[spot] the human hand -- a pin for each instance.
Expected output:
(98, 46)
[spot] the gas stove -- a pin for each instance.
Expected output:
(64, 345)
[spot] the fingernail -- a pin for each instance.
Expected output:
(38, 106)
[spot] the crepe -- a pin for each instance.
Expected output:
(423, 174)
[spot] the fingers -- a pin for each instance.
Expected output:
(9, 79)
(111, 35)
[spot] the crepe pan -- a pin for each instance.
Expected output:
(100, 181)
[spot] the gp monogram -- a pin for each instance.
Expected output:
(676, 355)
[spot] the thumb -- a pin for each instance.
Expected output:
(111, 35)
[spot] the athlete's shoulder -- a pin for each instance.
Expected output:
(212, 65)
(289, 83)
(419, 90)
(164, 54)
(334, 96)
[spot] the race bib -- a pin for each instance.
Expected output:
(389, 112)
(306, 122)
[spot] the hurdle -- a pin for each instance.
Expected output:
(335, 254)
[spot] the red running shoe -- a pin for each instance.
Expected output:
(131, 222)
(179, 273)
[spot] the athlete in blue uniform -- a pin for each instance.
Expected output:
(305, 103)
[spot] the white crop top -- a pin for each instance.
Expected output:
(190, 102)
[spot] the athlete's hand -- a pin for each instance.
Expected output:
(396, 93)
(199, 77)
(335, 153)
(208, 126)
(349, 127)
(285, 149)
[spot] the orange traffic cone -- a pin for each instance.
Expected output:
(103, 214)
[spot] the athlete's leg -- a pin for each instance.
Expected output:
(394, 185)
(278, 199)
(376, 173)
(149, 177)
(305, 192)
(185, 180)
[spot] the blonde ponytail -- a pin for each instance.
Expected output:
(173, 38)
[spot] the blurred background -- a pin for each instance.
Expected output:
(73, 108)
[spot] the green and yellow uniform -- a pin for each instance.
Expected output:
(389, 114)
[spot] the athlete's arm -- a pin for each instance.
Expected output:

++++++

● **Task to complete**: From the first line to the last, please quote the material above exactly.

● **Response to this exercise**:
[spot] the human hand -- a pin for each instance.
Expected output:
(98, 46)
[spot] the gas stove -- a pin for each instance.
Expected output:
(64, 345)
[spot] the fingernail -- a pin for each instance.
Expected output:
(38, 106)
[spot] the crepe -- a pin for each instance.
Expected output:
(423, 174)
[spot] the fingers -- a pin for each instance.
Expected output:
(9, 79)
(111, 35)
[spot] the crepe pan -- a pin for each instance.
Expected output:
(100, 181)
[spot] the gp monogram -- a pin for each instance.
Expected output:
(676, 355)
[spot] the thumb -- a pin for each instance.
Expected output:
(111, 35)
[spot] the athlete's shoulder -- a pin for each instance.
Expected output:
(212, 65)
(289, 83)
(419, 90)
(164, 54)
(334, 96)
[spot] the race bib -- a pin for each instance.
Expected output:
(389, 112)
(306, 122)
[spot] the hurdle -- a pin for each instance.
Expected output:
(335, 254)
[spot] the red running shoe -- a pin for each instance.
Expected output:
(131, 222)
(179, 273)
[spot] the athlete in blue uniform -- a pin for each instance.
Expected output:
(305, 103)
[spot] the white crop top -- a pin for each instance.
Expected output:
(190, 102)
[spot] the athlete's hand -- a pin for each instance.
Expected output:
(396, 93)
(199, 77)
(335, 153)
(208, 126)
(349, 127)
(285, 149)
[spot] the orange traffic cone -- a pin for each instance.
Expected output:
(103, 214)
[spot] the athlete's leg -- a pin for each instance.
Expected output:
(394, 185)
(278, 199)
(376, 173)
(149, 177)
(305, 192)
(185, 180)
[spot] the blonde ponytail -- a pin for each instance.
Expected output:
(173, 38)
[spot] the blurred background -- a pin for each instance.
Expected output:
(73, 108)
[spot] the green and yellow uniform -- a pin for each instance.
Expected output:
(389, 114)
[spot] the athlete's arm -- a pin for each instance.
Expected output:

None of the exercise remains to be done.